Segment Start: Exercise material

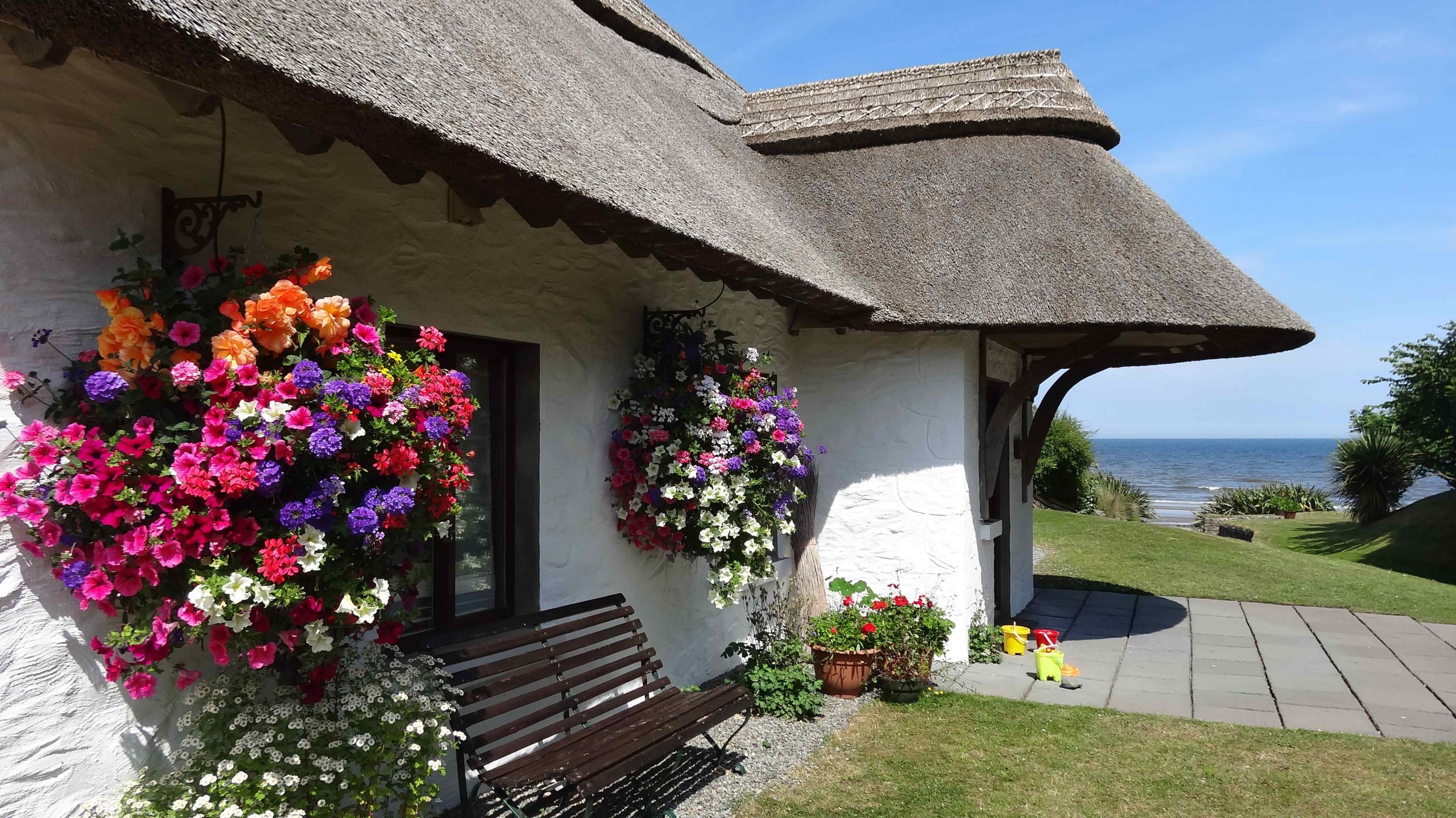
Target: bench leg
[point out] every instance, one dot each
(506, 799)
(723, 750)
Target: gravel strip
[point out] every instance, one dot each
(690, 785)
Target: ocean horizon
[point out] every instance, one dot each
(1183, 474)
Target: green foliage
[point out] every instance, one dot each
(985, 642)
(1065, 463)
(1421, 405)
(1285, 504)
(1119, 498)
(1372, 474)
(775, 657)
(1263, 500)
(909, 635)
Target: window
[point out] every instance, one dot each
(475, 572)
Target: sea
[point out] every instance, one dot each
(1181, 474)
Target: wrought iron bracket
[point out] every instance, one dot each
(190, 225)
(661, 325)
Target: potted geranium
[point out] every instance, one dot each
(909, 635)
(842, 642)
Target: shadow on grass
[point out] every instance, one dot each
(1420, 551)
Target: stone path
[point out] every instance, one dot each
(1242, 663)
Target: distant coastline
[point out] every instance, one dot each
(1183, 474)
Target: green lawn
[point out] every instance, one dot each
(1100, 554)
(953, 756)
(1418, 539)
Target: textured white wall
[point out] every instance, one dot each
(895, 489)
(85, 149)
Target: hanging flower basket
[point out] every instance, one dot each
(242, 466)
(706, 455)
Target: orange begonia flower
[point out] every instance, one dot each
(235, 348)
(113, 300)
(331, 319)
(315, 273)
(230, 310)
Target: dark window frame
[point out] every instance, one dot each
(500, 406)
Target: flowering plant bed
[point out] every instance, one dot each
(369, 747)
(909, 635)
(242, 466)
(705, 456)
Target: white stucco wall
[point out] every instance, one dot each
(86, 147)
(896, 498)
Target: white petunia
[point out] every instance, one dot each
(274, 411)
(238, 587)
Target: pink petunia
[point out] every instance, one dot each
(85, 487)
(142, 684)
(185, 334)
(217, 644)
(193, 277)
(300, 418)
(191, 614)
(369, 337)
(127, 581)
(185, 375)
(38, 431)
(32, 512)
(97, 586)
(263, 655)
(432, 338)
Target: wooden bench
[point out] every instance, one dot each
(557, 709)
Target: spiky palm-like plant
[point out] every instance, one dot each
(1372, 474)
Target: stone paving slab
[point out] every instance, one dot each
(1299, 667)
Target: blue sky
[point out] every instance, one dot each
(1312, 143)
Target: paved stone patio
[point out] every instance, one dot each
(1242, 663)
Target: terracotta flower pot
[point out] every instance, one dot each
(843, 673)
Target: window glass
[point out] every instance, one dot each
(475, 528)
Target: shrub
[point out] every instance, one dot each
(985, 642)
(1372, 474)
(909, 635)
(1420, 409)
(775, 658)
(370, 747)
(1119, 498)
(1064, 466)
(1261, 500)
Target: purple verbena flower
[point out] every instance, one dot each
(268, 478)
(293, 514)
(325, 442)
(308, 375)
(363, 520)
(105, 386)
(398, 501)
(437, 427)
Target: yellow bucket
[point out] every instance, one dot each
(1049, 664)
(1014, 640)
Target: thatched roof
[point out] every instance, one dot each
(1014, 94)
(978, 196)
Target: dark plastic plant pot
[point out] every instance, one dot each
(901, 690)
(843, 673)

Segment End: Exercise material
Segment Start: Exercise material

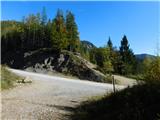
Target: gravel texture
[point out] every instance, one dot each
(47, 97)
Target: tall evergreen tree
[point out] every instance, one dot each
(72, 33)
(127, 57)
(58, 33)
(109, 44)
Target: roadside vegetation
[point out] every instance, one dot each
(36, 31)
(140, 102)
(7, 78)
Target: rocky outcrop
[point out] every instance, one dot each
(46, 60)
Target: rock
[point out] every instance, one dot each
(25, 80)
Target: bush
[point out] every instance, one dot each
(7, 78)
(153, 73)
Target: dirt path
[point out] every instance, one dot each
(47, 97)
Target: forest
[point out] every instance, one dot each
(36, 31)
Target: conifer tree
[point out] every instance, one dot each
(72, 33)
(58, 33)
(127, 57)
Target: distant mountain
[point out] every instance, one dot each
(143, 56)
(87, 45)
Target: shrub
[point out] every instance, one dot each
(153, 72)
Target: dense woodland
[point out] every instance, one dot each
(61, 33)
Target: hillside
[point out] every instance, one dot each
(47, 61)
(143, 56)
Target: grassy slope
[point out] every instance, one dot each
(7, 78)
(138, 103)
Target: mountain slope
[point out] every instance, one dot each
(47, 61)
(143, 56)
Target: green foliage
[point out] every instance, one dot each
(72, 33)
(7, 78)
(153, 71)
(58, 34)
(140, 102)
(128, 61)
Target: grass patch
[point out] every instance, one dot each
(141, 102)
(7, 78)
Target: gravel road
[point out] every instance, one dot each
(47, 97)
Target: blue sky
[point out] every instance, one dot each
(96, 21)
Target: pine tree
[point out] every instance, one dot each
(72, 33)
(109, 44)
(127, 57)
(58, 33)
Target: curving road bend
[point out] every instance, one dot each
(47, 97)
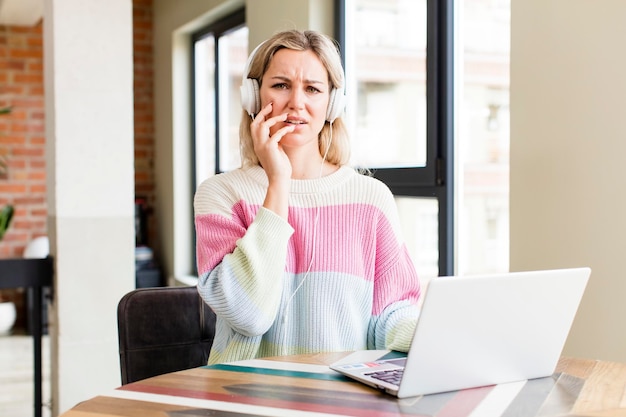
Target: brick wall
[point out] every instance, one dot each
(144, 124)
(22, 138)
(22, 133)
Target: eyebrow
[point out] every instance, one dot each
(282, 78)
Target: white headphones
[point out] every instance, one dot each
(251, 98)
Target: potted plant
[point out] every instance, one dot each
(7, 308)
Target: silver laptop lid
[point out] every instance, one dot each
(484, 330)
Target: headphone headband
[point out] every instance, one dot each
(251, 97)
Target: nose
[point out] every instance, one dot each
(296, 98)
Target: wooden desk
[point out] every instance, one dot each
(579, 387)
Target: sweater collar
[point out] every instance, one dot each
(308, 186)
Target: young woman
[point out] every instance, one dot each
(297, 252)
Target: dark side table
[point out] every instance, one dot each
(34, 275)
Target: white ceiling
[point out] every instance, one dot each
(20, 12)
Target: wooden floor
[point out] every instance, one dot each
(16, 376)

Segment End: Exercise material
Segment Start: Exercise material

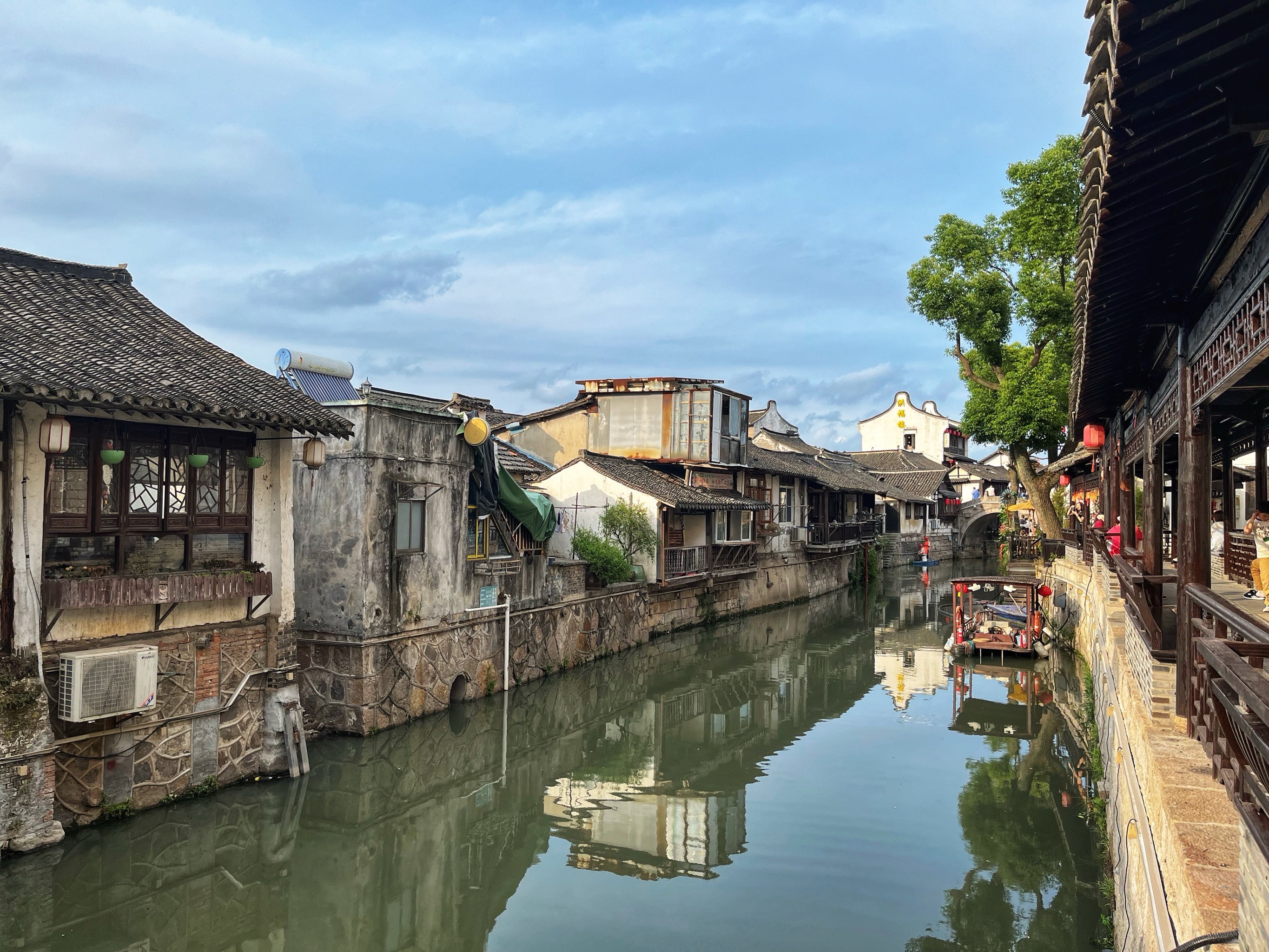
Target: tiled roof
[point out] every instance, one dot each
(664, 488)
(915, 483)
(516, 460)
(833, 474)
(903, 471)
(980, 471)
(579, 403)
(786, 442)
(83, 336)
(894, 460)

Segment End: Exercise material

* _Work instruction_: Reply with only the number of lines in the material above where the string "distant" appears.

* _Output_: 2